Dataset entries
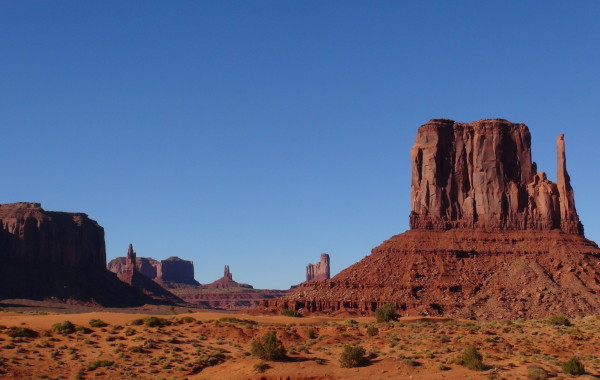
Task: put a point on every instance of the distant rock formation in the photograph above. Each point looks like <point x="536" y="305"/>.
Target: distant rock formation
<point x="59" y="256"/>
<point x="224" y="293"/>
<point x="226" y="281"/>
<point x="491" y="237"/>
<point x="130" y="275"/>
<point x="318" y="271"/>
<point x="172" y="269"/>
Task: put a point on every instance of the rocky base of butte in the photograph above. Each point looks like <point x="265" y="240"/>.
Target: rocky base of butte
<point x="491" y="237"/>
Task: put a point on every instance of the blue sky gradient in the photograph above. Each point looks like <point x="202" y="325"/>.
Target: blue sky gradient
<point x="260" y="134"/>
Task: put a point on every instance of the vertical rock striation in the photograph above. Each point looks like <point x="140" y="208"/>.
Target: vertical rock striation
<point x="480" y="175"/>
<point x="318" y="271"/>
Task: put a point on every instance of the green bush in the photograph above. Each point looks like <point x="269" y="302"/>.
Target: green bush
<point x="268" y="348"/>
<point x="386" y="313"/>
<point x="290" y="313"/>
<point x="372" y="331"/>
<point x="64" y="328"/>
<point x="558" y="320"/>
<point x="261" y="367"/>
<point x="98" y="323"/>
<point x="21" y="332"/>
<point x="156" y="322"/>
<point x="353" y="356"/>
<point x="535" y="372"/>
<point x="472" y="359"/>
<point x="573" y="367"/>
<point x="99" y="363"/>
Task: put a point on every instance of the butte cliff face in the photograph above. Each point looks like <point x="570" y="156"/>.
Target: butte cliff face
<point x="173" y="269"/>
<point x="57" y="255"/>
<point x="318" y="271"/>
<point x="491" y="237"/>
<point x="480" y="175"/>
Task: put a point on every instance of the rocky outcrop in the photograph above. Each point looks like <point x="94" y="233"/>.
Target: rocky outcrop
<point x="480" y="175"/>
<point x="491" y="237"/>
<point x="130" y="275"/>
<point x="226" y="281"/>
<point x="59" y="256"/>
<point x="172" y="269"/>
<point x="318" y="271"/>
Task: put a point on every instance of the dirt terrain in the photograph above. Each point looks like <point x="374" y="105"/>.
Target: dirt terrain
<point x="210" y="345"/>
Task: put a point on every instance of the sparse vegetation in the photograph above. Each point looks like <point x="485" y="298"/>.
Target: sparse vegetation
<point x="353" y="356"/>
<point x="558" y="320"/>
<point x="386" y="313"/>
<point x="98" y="323"/>
<point x="21" y="332"/>
<point x="573" y="367"/>
<point x="472" y="359"/>
<point x="156" y="322"/>
<point x="99" y="363"/>
<point x="261" y="367"/>
<point x="64" y="328"/>
<point x="268" y="348"/>
<point x="291" y="313"/>
<point x="372" y="331"/>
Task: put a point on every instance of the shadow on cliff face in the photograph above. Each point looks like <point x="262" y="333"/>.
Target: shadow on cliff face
<point x="91" y="287"/>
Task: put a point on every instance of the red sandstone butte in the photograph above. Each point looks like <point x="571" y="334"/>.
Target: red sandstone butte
<point x="318" y="271"/>
<point x="491" y="237"/>
<point x="58" y="256"/>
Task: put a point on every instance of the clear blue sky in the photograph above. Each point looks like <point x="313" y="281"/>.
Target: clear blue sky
<point x="260" y="134"/>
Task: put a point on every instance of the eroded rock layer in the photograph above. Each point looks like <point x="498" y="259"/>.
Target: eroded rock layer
<point x="318" y="271"/>
<point x="57" y="255"/>
<point x="480" y="175"/>
<point x="490" y="237"/>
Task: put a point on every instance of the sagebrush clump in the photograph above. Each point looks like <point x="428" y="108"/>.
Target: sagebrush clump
<point x="353" y="356"/>
<point x="268" y="348"/>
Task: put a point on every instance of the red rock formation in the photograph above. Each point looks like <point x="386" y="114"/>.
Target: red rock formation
<point x="480" y="175"/>
<point x="318" y="271"/>
<point x="147" y="286"/>
<point x="226" y="281"/>
<point x="57" y="255"/>
<point x="491" y="238"/>
<point x="172" y="269"/>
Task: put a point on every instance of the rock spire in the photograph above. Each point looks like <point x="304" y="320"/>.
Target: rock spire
<point x="480" y="175"/>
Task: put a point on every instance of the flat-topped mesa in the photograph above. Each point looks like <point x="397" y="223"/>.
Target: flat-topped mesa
<point x="318" y="271"/>
<point x="480" y="175"/>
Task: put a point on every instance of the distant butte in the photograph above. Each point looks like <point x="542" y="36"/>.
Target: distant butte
<point x="491" y="237"/>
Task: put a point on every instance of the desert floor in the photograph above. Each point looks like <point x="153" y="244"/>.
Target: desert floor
<point x="211" y="345"/>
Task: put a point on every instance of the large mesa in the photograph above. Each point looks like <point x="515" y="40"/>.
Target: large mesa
<point x="491" y="237"/>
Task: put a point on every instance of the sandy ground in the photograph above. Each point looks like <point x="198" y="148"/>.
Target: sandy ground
<point x="211" y="345"/>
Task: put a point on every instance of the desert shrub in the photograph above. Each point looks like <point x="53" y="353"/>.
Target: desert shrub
<point x="372" y="331"/>
<point x="129" y="331"/>
<point x="261" y="367"/>
<point x="64" y="327"/>
<point x="558" y="320"/>
<point x="82" y="329"/>
<point x="386" y="313"/>
<point x="290" y="313"/>
<point x="472" y="359"/>
<point x="268" y="347"/>
<point x="188" y="319"/>
<point x="353" y="356"/>
<point x="156" y="322"/>
<point x="98" y="323"/>
<point x="573" y="367"/>
<point x="21" y="332"/>
<point x="535" y="372"/>
<point x="99" y="363"/>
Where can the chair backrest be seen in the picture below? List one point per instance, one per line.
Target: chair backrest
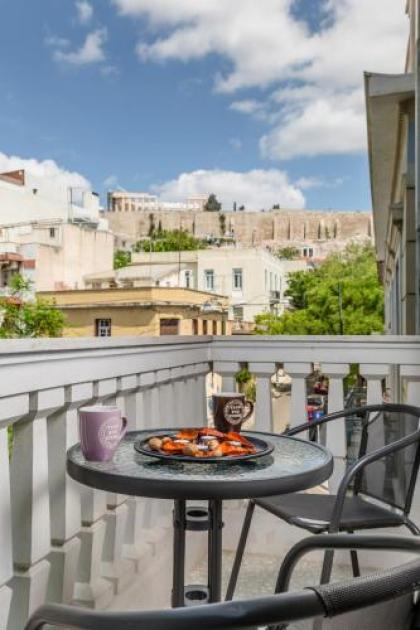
(393, 478)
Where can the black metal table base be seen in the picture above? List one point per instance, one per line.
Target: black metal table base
(197, 520)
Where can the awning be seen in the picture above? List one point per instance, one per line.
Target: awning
(384, 93)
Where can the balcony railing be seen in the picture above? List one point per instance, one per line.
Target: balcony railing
(64, 542)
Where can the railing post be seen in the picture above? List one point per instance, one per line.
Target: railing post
(410, 374)
(227, 371)
(298, 373)
(31, 505)
(263, 410)
(65, 502)
(336, 430)
(115, 568)
(91, 589)
(200, 393)
(374, 374)
(10, 409)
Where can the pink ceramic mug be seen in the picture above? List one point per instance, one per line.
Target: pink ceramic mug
(101, 429)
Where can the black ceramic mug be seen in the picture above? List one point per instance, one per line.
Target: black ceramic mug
(230, 410)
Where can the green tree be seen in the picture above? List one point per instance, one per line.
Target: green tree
(170, 241)
(122, 258)
(288, 253)
(22, 317)
(212, 204)
(342, 295)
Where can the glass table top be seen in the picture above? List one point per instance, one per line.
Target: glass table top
(294, 464)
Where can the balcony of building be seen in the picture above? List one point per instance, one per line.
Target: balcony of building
(63, 542)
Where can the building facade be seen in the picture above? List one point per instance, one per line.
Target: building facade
(123, 201)
(49, 238)
(147, 311)
(25, 198)
(254, 280)
(391, 139)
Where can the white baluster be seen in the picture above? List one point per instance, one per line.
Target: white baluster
(30, 505)
(10, 409)
(115, 567)
(177, 375)
(227, 371)
(263, 409)
(298, 373)
(336, 429)
(90, 589)
(200, 394)
(166, 407)
(411, 378)
(374, 374)
(65, 503)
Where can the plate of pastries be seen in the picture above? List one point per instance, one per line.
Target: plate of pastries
(203, 445)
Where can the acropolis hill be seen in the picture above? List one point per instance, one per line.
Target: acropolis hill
(328, 229)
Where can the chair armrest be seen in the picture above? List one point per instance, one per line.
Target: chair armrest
(358, 466)
(341, 541)
(239, 614)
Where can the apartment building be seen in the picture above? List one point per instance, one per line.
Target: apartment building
(253, 279)
(52, 235)
(390, 102)
(146, 311)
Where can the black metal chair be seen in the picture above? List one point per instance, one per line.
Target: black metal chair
(393, 588)
(385, 471)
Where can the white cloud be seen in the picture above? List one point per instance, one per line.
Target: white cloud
(92, 51)
(84, 11)
(320, 73)
(47, 170)
(56, 42)
(255, 189)
(235, 143)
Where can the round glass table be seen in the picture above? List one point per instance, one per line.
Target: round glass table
(293, 465)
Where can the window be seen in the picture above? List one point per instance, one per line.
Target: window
(169, 326)
(237, 279)
(188, 278)
(238, 313)
(195, 326)
(103, 327)
(209, 279)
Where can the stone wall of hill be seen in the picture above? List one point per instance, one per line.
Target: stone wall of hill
(280, 227)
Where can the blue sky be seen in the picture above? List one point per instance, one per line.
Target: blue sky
(258, 101)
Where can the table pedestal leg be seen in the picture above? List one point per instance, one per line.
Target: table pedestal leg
(215, 551)
(197, 594)
(179, 554)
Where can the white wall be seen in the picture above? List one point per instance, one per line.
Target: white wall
(41, 200)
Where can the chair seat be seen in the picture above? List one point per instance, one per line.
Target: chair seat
(313, 512)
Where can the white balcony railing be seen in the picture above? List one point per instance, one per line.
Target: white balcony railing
(64, 542)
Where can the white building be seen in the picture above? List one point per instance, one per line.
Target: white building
(52, 235)
(25, 198)
(253, 279)
(391, 105)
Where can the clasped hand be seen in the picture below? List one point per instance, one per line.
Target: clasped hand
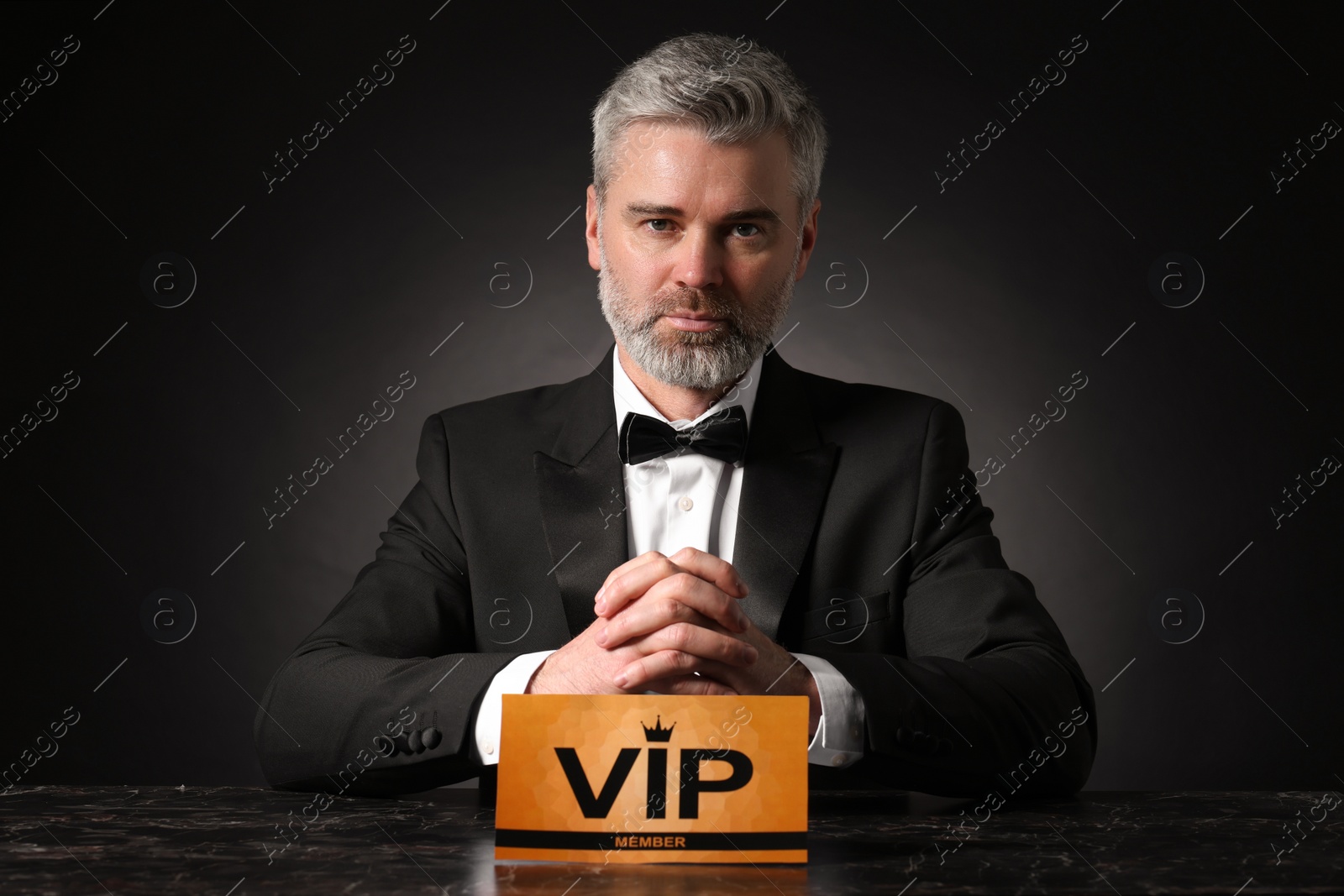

_EXERCISE INSTRUCTIONS_: Exactly the lines above from the one with "Target: window" to the one with "Where can the white wall", both included, are to be quoted; leave the rest out.

_YOUR SOLUTION_:
Target: window
(169, 326)
(237, 279)
(188, 278)
(238, 313)
(195, 326)
(103, 327)
(209, 279)
Where can the stone wall of hill be seen in the picture above? List one point per instance, one per line.
Target: stone wall of hill
(280, 227)
Where can the blue sky be seen in the picture above? List one point per instance, one per line.
Target: blue sky
(258, 101)
Where can the table pedestal leg be seen in the picture above? List one point per instance, one per line.
Target: table pedestal leg
(215, 551)
(197, 594)
(179, 554)
Where can the white wall be seen in the picture above? List one point per instance, one per line.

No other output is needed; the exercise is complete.